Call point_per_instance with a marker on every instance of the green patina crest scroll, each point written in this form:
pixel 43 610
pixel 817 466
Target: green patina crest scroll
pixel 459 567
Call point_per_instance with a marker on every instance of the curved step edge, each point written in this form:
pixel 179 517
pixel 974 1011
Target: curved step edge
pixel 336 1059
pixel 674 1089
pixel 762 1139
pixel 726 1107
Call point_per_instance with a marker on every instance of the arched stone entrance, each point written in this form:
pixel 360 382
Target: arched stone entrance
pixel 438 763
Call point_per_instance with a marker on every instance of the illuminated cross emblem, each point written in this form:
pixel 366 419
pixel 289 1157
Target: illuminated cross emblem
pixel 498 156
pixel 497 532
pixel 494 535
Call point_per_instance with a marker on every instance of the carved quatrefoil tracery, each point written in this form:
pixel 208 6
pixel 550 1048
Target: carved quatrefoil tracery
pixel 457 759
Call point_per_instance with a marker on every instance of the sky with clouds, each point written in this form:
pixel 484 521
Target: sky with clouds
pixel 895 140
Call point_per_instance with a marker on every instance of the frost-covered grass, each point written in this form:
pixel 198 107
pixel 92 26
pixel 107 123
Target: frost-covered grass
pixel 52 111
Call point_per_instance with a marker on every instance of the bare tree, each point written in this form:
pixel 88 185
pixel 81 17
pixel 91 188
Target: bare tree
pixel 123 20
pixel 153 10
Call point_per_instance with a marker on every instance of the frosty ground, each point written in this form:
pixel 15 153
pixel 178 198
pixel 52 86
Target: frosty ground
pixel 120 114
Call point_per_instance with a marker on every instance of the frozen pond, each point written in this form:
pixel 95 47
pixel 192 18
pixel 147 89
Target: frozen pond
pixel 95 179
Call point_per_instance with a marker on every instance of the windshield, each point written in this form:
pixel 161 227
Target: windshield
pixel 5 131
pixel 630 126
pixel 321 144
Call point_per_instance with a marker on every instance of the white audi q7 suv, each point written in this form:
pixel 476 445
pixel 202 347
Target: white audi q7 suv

[Task] Switch "audi q7" to "audi q5" and write out everything from the line containing "of the white" down to the end of the listing, leaving all else unchanged.

[Output]
Call point_per_instance with a marker on every instance of the white audi q5 suv, each point written in this form:
pixel 476 445
pixel 202 347
Target: white audi q5 suv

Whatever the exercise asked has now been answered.